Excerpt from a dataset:
************
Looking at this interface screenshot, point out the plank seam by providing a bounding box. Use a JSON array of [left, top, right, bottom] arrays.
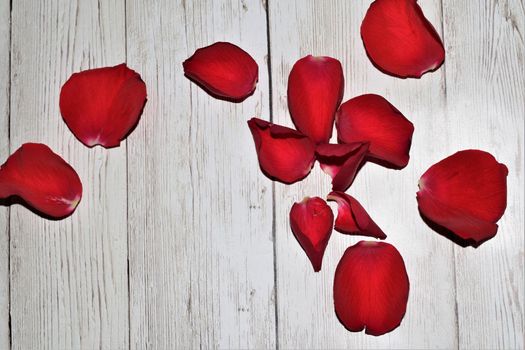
[[124, 0, 130, 349], [265, 0, 279, 349], [440, 0, 460, 349], [7, 0, 13, 349]]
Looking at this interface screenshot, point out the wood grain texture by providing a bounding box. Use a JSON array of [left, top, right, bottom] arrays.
[[0, 0, 11, 349], [440, 0, 525, 349], [0, 0, 525, 349], [270, 0, 457, 349], [127, 0, 275, 349], [10, 0, 128, 349]]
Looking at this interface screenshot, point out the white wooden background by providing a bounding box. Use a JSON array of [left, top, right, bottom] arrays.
[[0, 0, 525, 349]]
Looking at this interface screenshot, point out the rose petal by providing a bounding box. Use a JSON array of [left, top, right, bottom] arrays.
[[417, 150, 508, 246], [60, 64, 146, 148], [361, 0, 445, 78], [315, 142, 368, 192], [288, 56, 344, 144], [183, 42, 259, 102], [0, 143, 82, 218], [334, 241, 410, 336], [335, 94, 414, 169], [290, 197, 334, 272], [327, 191, 386, 239], [248, 118, 315, 184]]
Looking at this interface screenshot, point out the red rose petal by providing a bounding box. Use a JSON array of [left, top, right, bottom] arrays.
[[335, 94, 414, 169], [315, 142, 368, 192], [0, 143, 82, 218], [288, 56, 344, 144], [60, 64, 146, 148], [334, 241, 410, 336], [290, 197, 334, 272], [327, 191, 386, 239], [417, 150, 508, 246], [183, 42, 259, 102], [361, 0, 445, 78], [248, 118, 315, 184]]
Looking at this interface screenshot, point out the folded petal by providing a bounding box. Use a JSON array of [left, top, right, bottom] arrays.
[[327, 191, 386, 239], [248, 118, 315, 184], [60, 64, 146, 148], [417, 150, 508, 246], [0, 143, 82, 219], [361, 0, 445, 78], [288, 55, 344, 144], [290, 197, 334, 272], [183, 42, 259, 102], [334, 241, 410, 336], [315, 142, 368, 192], [335, 94, 414, 169]]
************
To be done → Rewrite the entries from the start through the line containing "0, 13, 349]]" as a Markdown table with the columns Row and Text, numbering each line and omitting blank lines and pictures.

Solution →
| Row | Text |
|---|---|
| 1 | Looking at this interface screenshot, point out the plank seam by providing a bounding box. Use a JSON array of [left, top, right, bottom] arrays. |
| 2 | [[124, 0, 130, 349], [265, 0, 279, 349], [440, 0, 460, 349], [7, 0, 13, 349]] |